• **Texte fourni**
Quelques valeurs de rafales de vent observées par Météo-France le 24 janvier 2009
Formiguères (Pyrénées Orientales) : 193 km/h (montagne) Cap Béar (Pyrénées Orientales) : 191 km/h Mont-Aigual (Gard) : 185 km/h Perpignan (Pyrénées Orientales) : 184 km/h (record) Saint-Paul-de-Fenouillet (Pyrénées Orientales) : 177 km/h (record) Biscarosse (Landes) : 172 km/h (record) Cap Ferret (Gironde): 172 km/h Bordeaux (Gironde): 161 km/h (record) Caunes-Minervois : 161 km/h Vic-en-Bigorre (Hautes-Pyrénées) : 160 km/h Narbonne (Aude) : 159 km/h (record) Lézignan-Corbières (Aude) : 153 km/h Pointe de Socoa (Pyrénées Atlantiques) : 152 km/h (record) Leucate (Aude) : 152 km/h Fraisse (Tarn) : 150 km/h Saint-Félix de Lauragais (Haute-Garonne) : 150 km/h Lahas (Gers) : 146 km/h Granes (Aude) : 146 km/h Mouthoumet (Aude) : 142 km/h Mont-de-Marsan (Landes): 141 km/h (record depuis 1981) Cazaux (Gironde): 141 km/h Vives (Pyrénées Orientales) : 140 km/h Créon Armagnac (Gers) : 138 km/h Dax (Landes) : 137 km/h (record) Savenes (Tarn et Garonne) : 137 km/h Biarritz (Pyrénées Atlantique) : 136 km/h (record) Rion des Landes (Landes) : 133 km/h Béziers (Hérault) : 133 km/h Pau (Pyrénées Atlantique) : 131 km/h Peyrusse (Gers) : 131 km/h Condom (Gers) : 126 km/h Saint-Girons (Ariège) : 127 km/h Toulouse (Haute-Garonne) : 126 km/h Agen (Lot-et-Garonne) : 122 km/h
Une dizaine de morts et des dégâts considérables
Selon la Sécurité civile, les victimes directes et indirectes de cette tempête sont de 11 en France à cause de chutes d'arbres, d'objets mais aussi d'intoxication au monoxyde de carbone dans l'usage de groupes électrogènes et des pannes d'appareils d'assistance respiratoire provoquées par des coupures d'électricité. Les dégâts sont considérables sur le sud-ouest de la France, notamment dans les départements des Landes et des Pyrénées-Atlantiques. Les infrastructures de transport, de communication, de distribution de l'électricité, de l'eau et du téléphone ont été particulièrement touchés. Des milliers d'habitations, d'entreprises sont sinistrées, des arbres centenaires ont été déracinés...

[Entrées de la collection]
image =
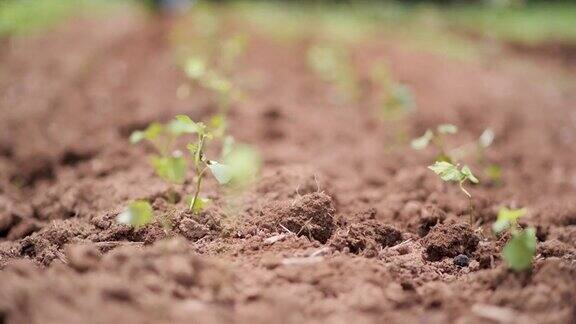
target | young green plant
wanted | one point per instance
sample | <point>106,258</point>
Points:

• **Exercice court 1**
Reproduisez à l'identique toute la liste placée après le texte sur la tempête du 24 janvier 2009, sans y inclure les images.
• **Exercice court 2**
Reprenez le texte sur la tempête du 24 janvier 2009 juste après sa dernière phrase et poursuivez-le.

• **Résultat obtenu 1**
image =
target | young green plant
wanted | one point per instance
sample | <point>106,258</point>
Points:

• **Résultat obtenu 2**
L'électricité
Au plus fort de la crise, plus de 2 millions de foyers ont été privés d'électricité. Mardi 27 janvier, plus de 350 000 foyers restaient sans électricité selon Electricité Réseau Distribution France (ERDF). Alors qu'il avait fallu plus de trois semaines en 1999 pour rétablir l'électricité, EDF et RTE ont fortement mobilisés leur personnel pour que l'ensemble du réseau soit opérationnel en une semaine. A ce titre, plus de 3 500 agents provenant de toute la France, soutenus par d équipes européennes sont à l'oeuvre. Selon RTE, une grande partie du réseau à très haute et à haute tension affecté par la tempête dans le Sud de la France est maintenant à nouveau opérationnel.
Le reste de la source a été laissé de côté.